--- START OF Records for this exercise ---
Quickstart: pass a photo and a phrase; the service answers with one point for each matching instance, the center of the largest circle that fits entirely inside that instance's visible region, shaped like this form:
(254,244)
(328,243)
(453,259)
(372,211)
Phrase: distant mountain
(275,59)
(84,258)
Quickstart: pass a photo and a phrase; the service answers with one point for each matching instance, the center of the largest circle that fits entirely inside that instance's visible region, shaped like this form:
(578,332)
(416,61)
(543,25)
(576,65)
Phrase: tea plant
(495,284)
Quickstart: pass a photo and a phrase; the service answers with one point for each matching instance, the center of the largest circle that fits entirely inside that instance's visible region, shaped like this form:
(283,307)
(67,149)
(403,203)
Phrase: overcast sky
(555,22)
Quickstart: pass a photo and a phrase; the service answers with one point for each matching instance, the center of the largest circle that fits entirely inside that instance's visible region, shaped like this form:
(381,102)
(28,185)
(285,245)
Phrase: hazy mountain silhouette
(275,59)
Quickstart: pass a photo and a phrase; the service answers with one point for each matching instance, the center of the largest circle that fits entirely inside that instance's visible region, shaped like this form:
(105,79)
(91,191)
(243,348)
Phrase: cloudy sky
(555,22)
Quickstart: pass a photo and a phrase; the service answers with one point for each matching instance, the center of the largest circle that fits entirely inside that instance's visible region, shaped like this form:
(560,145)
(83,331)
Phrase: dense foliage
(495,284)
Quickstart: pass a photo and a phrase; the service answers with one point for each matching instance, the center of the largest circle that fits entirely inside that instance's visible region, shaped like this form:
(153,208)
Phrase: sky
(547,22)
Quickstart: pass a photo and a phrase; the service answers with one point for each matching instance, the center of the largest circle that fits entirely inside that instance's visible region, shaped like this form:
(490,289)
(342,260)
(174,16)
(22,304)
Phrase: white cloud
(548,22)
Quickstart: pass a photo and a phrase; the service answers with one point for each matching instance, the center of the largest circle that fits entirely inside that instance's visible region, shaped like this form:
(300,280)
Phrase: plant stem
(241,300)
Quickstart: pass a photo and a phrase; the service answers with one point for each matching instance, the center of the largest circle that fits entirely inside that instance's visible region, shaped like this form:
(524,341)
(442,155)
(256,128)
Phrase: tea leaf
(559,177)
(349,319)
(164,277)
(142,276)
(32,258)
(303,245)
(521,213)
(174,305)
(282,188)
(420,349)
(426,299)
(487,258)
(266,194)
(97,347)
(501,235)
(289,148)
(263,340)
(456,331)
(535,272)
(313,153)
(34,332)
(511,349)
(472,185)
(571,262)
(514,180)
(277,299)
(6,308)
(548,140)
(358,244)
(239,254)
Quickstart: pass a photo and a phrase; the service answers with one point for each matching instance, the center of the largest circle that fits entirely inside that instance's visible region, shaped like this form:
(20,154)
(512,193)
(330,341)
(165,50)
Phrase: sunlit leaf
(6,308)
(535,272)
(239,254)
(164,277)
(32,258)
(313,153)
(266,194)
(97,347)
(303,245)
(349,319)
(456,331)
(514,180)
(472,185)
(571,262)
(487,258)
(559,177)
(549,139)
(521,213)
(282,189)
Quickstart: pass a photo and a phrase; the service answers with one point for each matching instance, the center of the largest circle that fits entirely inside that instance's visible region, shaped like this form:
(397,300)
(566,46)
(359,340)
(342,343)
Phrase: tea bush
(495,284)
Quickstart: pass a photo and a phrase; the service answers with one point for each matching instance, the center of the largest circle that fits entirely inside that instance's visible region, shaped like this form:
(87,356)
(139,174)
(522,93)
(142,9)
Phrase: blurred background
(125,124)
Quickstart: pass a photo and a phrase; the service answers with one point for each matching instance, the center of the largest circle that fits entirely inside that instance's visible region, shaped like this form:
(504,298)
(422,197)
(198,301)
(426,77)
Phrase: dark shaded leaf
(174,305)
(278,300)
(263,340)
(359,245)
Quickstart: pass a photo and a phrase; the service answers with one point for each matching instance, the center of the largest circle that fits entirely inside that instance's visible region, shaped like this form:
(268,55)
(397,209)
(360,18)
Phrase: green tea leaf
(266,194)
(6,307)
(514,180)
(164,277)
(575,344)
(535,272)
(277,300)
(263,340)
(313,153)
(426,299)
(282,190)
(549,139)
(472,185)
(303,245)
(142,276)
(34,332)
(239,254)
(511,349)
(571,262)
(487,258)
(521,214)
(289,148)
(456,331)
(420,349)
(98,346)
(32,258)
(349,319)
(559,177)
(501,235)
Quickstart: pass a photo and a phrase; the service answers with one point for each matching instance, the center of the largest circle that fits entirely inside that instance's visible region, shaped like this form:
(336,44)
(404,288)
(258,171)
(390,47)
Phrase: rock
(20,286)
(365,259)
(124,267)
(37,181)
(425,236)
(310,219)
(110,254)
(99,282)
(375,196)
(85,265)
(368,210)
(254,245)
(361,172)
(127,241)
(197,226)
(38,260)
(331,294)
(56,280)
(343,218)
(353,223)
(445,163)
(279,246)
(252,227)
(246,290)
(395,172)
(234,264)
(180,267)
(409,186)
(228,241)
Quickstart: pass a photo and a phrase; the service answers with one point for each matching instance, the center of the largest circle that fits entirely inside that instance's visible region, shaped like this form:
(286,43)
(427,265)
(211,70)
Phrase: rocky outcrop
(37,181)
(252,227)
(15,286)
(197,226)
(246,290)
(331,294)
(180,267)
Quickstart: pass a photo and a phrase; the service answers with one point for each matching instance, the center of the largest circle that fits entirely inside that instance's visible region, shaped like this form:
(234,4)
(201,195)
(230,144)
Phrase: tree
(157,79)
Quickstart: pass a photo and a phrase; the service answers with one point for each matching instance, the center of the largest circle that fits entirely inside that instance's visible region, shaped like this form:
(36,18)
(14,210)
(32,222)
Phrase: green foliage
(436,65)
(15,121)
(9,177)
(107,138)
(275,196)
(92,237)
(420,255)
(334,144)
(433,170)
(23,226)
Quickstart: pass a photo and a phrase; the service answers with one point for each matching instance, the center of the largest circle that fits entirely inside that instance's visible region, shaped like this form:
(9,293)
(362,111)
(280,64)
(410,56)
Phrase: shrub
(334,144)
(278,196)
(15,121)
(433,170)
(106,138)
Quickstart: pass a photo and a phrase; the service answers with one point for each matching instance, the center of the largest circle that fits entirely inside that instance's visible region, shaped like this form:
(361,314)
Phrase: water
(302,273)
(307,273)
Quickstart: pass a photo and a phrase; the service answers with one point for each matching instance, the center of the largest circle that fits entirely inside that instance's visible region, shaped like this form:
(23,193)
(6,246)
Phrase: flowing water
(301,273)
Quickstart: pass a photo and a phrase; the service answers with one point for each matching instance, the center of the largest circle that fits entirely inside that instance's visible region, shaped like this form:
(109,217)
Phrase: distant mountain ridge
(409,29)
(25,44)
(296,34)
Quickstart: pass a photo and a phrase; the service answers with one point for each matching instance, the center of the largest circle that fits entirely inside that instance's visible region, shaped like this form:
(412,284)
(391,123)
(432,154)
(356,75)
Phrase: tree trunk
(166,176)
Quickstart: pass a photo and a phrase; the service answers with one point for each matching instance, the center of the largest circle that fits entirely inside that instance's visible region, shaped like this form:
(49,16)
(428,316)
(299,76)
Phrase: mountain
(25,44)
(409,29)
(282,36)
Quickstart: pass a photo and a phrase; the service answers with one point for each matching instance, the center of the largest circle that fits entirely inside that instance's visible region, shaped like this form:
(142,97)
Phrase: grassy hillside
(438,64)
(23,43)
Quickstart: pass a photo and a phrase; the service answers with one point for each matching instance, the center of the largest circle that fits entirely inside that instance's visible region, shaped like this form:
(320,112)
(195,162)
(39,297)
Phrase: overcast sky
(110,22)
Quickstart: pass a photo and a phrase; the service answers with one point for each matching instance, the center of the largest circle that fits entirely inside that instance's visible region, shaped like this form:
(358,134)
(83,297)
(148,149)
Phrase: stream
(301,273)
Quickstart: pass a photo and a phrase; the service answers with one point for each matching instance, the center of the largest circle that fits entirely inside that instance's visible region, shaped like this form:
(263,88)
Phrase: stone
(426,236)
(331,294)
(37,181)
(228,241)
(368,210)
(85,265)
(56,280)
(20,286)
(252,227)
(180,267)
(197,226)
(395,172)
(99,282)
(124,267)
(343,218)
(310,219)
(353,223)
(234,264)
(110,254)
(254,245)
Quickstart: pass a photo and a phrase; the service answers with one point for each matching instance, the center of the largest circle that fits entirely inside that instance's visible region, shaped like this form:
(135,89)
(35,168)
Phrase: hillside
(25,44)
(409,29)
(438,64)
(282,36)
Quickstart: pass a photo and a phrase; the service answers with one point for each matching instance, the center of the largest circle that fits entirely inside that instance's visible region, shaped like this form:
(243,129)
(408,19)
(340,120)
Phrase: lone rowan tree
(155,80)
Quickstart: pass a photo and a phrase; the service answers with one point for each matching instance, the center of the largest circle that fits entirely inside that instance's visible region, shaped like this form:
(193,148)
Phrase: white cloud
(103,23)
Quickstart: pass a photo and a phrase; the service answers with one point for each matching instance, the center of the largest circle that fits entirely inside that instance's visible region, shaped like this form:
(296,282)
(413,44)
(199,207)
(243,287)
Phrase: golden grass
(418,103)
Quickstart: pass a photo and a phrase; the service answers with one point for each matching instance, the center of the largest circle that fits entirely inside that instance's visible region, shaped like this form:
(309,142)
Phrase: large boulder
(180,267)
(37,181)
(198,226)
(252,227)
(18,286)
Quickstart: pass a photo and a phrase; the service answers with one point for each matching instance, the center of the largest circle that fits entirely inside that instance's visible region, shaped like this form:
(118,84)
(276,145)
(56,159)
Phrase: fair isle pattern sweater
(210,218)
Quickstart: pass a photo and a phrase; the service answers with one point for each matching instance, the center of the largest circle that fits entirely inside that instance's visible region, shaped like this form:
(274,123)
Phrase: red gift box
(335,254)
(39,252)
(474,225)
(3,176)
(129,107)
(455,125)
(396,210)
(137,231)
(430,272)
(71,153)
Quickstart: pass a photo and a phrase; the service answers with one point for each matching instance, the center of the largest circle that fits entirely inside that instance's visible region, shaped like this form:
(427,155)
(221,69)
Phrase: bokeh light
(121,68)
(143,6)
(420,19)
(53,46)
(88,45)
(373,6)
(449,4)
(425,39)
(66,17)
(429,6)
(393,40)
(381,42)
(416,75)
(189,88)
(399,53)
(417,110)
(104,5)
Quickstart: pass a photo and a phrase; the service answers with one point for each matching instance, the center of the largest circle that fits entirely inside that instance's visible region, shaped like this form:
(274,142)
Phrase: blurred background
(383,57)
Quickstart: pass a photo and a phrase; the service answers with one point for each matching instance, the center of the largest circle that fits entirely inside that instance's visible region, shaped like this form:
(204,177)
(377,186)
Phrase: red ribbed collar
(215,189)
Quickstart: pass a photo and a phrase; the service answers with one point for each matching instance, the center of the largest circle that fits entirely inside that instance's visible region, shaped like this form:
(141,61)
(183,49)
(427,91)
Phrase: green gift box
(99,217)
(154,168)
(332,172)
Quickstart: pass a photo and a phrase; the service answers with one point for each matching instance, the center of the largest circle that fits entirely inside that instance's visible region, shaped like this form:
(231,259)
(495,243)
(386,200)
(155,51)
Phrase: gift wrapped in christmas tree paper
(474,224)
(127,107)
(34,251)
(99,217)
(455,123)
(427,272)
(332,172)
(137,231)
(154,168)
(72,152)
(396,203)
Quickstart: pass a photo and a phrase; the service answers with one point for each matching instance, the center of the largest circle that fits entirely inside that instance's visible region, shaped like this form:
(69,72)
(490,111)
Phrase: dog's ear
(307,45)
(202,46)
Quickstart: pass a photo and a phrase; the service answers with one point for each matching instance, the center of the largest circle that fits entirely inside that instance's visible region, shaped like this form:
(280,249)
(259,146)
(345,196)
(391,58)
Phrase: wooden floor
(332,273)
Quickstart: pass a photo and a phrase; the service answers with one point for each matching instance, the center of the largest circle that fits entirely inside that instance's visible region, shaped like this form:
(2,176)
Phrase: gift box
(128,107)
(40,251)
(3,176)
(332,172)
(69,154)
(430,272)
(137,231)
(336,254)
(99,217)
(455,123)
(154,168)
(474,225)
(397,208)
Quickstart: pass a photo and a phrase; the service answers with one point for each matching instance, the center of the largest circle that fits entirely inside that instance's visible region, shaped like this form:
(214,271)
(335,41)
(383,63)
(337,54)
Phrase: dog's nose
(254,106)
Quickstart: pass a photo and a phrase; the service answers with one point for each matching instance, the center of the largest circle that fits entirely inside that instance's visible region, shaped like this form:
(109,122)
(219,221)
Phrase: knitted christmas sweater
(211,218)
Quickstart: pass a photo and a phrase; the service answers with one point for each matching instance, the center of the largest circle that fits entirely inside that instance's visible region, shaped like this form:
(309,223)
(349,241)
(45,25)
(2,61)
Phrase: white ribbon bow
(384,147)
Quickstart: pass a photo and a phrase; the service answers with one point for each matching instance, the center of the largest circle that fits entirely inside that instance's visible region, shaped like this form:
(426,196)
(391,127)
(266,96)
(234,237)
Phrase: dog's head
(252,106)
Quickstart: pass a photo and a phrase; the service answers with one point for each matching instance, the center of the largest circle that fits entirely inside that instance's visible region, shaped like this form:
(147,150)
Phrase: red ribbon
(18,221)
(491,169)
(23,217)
--- END OF Records for this exercise ---
Find every line in the rows above that contains the string "christmas", matching case exactly, and copy each of those lines.

Task solution:
Phrase: gift wrapped in christmas tree paper
Phrase: knitted christmas sweater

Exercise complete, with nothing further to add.